◆ **PASSAGE PROVIDED**
- Opening Delimiter -

August, 1959: The County Bar persuaded the Board of Supervisors to remove a bust of Abraham Lincoln from a corridor of the new Central Courthouse. The 300-lb. bust was sculpted by Dr. Emil Seletz, a Beverly Hills brain surgeon. Seletz occasionally appeared in the courthouse as an expert witness. If jurors saw Seletz’s name on the bust and then saw him on the stand, well, this could affect the weight they would give his testimony...or so the theory went. A LACBA vice president (and later president), Grant Cooper, was quoted by Associated Press as saying: “It’s just one of those things that interfered with the administration of justice.”

April, 1960: The LACBA Board of Trustees voted to ask the State Bar to promulgate a rule barring lawyers from appearing on television programs featuring simulations of court proceedings. See the “Perspectives” column of May 16, 2003, at:

http://www.metnews.com/articles/perspectives051603.htm.

November, 1969:  Seth Hufstedler was president of the County Bar (and was later to serve as State Bar president). He charged that criticism leveled at Los Angeles Superior Court Judge Jerry Pacht was “intemperate, inaccurate and unwarranted.” Pacht had ruled that Communist Angela Davis could retain her teaching post at UCLA. Assemblyman Floyd Wakefield of Huntington Park had termed Pacht “incompetent” and announced an effort would be launched to recall him. Hufstedler (now of Morrison & Foerster) said at the time that the County Bar had a duty to “support a judge against such unjust criticism.”

October, 1971: Stuart Kadison called a press conference to speak on behalf of LACBA, which he headed, in bemoaning the “unwarranted calumny and abuse” heaped on Court of Appeal Justice Mildred L. Lillie in connection with her possible nomination by President Richard Nixon to the U.S. Supreme Court. (There had never been a woman on the high court at that point, and to many, that was just fine.) Kadison pointed to the banner headline on a street edition of the Los Angeles Times which read, “Justice Lillie Not Fit, Bar Unit Says,” with reference to an evaluation by a committee of the American Bar Assn. Kadison said of Lillie: “Her skill as an appellate justice and demeanor and conduct both on and off the bench have been exemplary and completely beyond reproach.”

October, 1973: LACBA’s president, G. William Shea, lashed out at Nixon for firing Archibald Cox as Watergate special prosecutor. “The president promised an independent investigation of the Watergate matter,” Shea said, “and that means hands off the special prosecutor.” Shea added: “I have conferred with my fellow officers in the Los Angeles County Bar Association and we believe Mr. Nixon should rethink his action and reinstate the prosecutorial team.” Nixon did not heed Shea’s advice.

March, 1977: County Bar President Jack Quinn (now of Arnold & Porter) said that “petty politicians and headline seekers” had made judges the “proverbial whipping boy.” He declared that lawyers “no longer intend to be timid” in defending members of the bench against unjustified charges.

April, 1990: A general membership meeting was held, attended by about 625 of the roughly 26,000 members, to consider whether the Board of Trustees had acted properly in voting to put the organization on record as favoring a woman’s right to an abortion. After nearly two hours of debate, the members voted 2-1 in support of a resolution backing the board’s action. Among those arguing was former president Larry Feldman, who asserted: “‘If you are against this resolution and what the trustees are doing, then you vote for mediocrity—you vote for the status quo.” Another ex-LACBA president, Richard Coleman, was among those who had resigned from the organization in protest to its stand.

- Closing Delimiter -

◆ **STORED DATA**

- Opening Delimiter -

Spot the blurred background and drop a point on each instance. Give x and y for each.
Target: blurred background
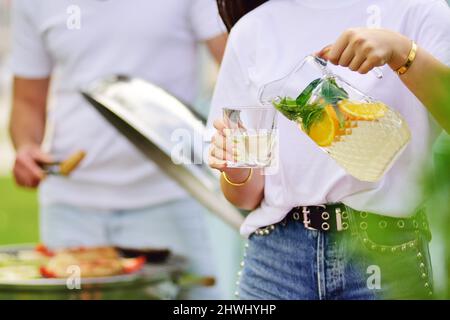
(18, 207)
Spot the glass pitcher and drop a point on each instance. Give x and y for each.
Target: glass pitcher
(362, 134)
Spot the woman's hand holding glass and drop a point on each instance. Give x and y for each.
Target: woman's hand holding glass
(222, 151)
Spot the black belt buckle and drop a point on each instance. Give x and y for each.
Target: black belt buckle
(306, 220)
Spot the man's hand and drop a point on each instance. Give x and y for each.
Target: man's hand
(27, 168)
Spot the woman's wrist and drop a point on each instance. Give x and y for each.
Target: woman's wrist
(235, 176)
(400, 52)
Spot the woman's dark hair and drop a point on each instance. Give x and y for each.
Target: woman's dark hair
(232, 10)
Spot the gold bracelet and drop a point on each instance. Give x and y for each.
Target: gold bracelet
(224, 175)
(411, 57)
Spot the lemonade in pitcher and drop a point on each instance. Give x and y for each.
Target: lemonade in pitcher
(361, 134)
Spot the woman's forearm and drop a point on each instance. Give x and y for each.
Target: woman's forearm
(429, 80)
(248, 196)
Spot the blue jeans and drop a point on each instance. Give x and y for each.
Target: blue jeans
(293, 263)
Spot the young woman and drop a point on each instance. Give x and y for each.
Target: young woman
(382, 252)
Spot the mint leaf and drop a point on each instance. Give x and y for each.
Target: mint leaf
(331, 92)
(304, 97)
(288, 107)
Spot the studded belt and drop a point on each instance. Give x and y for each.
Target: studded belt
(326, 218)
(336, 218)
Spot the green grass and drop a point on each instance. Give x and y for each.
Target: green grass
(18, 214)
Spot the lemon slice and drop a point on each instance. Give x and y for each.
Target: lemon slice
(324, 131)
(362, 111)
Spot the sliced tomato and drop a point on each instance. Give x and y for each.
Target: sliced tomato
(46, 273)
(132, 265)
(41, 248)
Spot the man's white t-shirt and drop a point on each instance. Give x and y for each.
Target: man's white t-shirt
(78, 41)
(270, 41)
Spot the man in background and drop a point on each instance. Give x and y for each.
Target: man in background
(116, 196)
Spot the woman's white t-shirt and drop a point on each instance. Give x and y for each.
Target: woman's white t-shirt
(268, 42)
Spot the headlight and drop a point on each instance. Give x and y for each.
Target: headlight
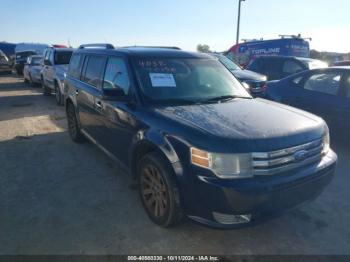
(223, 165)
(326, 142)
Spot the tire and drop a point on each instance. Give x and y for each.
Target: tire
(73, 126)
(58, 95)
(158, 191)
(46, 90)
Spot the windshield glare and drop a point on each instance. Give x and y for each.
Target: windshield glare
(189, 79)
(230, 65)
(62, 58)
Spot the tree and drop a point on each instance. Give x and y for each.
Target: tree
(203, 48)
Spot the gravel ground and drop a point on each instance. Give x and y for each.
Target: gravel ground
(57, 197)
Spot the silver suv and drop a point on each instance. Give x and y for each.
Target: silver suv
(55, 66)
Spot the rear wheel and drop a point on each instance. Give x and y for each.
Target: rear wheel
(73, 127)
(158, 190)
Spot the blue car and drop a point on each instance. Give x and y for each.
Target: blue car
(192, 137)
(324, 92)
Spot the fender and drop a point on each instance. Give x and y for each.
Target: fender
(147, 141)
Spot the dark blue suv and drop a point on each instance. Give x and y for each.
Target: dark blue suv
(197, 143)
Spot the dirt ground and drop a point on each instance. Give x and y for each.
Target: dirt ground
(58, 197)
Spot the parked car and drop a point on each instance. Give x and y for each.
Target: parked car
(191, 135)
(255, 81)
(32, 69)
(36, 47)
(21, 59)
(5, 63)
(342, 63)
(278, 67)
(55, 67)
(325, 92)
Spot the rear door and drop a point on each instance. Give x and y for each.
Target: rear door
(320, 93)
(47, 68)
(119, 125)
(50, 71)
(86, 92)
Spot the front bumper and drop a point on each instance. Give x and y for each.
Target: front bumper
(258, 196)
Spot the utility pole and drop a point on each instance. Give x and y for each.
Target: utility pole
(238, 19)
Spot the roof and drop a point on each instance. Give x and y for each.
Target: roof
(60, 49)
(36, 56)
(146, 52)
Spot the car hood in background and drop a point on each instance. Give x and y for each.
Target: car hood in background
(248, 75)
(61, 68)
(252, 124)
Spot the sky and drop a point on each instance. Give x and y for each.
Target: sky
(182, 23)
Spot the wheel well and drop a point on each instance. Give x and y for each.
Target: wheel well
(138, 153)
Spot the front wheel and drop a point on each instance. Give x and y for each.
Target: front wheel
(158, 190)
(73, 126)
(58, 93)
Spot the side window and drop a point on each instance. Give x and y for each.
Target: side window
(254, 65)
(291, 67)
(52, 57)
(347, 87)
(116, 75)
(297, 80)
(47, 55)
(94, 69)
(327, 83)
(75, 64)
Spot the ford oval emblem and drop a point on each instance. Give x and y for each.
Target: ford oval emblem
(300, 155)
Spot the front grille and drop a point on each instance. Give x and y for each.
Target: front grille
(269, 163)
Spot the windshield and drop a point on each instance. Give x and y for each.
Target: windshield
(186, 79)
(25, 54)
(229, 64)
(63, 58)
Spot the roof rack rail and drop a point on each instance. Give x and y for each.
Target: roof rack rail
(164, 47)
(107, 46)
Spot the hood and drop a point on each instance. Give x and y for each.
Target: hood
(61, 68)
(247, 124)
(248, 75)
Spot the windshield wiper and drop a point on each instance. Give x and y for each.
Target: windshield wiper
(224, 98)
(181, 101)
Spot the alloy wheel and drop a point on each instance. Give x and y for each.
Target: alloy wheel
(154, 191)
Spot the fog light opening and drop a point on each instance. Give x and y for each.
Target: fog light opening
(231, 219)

- Closing Delimiter -
- Opening Delimiter -

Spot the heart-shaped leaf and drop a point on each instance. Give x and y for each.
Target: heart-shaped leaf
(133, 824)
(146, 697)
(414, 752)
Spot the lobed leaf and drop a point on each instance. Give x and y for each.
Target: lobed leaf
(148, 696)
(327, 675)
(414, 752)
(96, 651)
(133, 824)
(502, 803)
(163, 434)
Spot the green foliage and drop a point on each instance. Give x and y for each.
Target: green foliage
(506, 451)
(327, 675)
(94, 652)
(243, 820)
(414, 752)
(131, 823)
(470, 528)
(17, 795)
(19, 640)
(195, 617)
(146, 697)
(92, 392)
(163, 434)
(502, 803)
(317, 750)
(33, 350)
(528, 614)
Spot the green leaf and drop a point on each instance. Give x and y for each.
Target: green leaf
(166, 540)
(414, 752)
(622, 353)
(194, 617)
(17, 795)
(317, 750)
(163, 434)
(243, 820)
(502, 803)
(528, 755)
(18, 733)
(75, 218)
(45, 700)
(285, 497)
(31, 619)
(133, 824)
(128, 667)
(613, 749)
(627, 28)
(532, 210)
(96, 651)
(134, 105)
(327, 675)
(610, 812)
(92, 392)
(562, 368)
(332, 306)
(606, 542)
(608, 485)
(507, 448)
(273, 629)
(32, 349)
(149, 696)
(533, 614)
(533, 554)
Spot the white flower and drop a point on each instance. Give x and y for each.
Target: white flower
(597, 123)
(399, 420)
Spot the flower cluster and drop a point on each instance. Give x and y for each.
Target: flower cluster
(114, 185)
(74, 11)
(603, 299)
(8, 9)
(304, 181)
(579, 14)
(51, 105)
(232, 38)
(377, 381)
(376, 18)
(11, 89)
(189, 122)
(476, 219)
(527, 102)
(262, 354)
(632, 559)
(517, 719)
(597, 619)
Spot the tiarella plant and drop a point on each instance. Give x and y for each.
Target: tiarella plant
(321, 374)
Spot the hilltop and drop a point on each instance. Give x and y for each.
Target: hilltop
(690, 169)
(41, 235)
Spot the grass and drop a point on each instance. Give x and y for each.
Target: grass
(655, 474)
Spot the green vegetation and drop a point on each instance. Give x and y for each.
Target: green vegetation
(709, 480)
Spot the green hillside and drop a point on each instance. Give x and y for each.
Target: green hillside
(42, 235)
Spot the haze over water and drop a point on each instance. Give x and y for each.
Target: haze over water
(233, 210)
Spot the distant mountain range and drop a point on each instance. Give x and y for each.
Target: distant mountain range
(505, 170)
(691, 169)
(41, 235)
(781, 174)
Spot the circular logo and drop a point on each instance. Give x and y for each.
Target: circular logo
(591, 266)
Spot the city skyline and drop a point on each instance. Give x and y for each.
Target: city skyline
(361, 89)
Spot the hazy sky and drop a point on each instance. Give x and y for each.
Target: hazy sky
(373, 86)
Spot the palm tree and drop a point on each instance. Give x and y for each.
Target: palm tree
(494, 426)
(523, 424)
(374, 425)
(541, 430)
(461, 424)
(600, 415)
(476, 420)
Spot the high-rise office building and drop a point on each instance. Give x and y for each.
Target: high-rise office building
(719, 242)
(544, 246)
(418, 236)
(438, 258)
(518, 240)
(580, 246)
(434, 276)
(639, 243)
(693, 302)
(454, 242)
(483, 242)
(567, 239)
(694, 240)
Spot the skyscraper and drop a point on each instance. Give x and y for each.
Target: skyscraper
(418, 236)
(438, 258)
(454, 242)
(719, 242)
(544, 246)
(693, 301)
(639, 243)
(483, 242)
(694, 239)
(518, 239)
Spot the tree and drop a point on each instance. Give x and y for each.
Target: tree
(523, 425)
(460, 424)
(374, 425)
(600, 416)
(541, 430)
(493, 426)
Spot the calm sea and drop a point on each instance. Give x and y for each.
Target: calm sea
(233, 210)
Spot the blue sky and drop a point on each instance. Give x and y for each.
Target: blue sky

- Closing Delimiter -
- Opening Delimiter -

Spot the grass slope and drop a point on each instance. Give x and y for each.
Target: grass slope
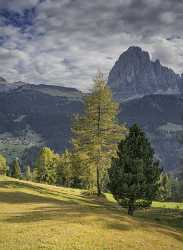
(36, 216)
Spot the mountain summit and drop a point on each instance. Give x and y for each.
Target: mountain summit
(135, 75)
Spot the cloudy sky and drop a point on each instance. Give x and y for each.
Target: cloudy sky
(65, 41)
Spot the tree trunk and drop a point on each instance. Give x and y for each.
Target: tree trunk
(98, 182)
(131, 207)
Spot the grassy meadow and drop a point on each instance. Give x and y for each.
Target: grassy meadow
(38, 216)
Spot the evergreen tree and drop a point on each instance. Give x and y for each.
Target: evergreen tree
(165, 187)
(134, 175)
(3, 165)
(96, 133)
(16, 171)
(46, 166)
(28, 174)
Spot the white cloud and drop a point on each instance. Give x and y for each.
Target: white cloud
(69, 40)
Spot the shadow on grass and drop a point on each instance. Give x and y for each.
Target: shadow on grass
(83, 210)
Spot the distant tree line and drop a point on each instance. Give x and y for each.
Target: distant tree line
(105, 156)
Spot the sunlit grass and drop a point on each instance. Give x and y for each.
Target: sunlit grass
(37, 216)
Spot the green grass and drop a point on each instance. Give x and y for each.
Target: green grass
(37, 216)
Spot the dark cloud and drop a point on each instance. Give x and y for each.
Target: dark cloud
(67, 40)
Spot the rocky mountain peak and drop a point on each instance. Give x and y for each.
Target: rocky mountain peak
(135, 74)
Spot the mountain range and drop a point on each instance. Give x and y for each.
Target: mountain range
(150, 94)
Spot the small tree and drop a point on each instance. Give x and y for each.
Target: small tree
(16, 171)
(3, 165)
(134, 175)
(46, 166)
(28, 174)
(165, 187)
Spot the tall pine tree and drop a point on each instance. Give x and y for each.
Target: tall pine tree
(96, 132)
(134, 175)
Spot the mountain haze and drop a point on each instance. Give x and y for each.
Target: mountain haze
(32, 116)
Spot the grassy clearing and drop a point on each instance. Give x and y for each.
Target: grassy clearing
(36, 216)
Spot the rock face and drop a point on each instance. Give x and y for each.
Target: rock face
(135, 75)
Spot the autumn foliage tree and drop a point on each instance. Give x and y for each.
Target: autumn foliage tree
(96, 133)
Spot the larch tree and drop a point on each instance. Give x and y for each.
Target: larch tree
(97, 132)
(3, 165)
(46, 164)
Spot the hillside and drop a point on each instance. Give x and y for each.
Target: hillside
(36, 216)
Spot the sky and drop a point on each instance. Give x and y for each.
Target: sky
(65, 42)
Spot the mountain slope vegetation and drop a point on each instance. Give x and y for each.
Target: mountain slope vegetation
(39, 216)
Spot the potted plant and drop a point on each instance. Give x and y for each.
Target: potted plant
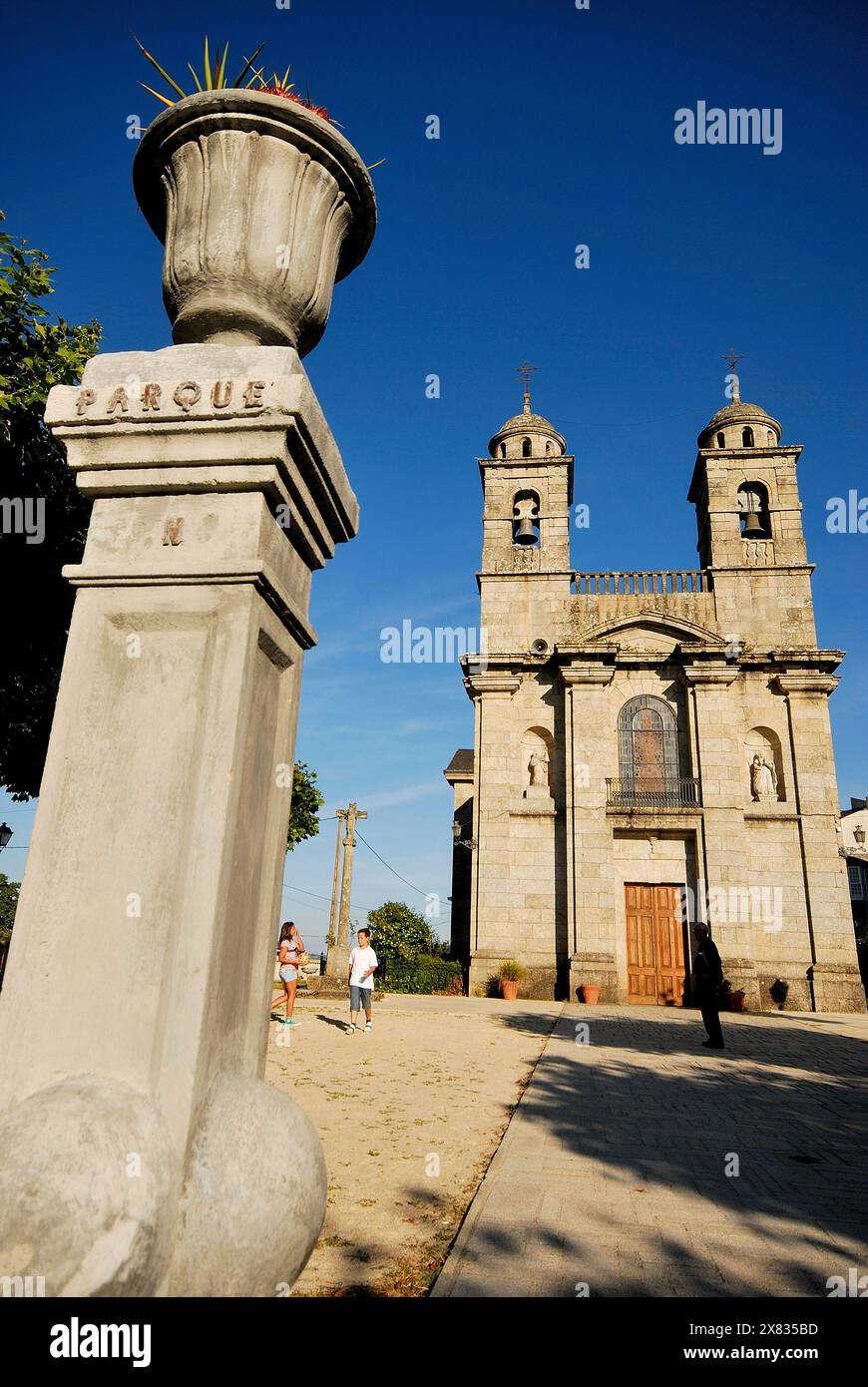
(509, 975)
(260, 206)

- Closing Delimiter -

◆ **PROBLEM**
Rewrite the County Bar history text from "March, 1977: County" up to and including "against unjustified charges.", using "hesitant" in place of "timid". The data come from a different source than the text.

◆ **ANSWER SECTION**
March, 1977: County Bar President Jack Quinn (now of Arnold & Porter) said that “petty politicians and headline seekers” had made judges the “proverbial whipping boy.” He declared that lawyers “no longer intend to be hesitant” in defending members of the bench against unjustified charges.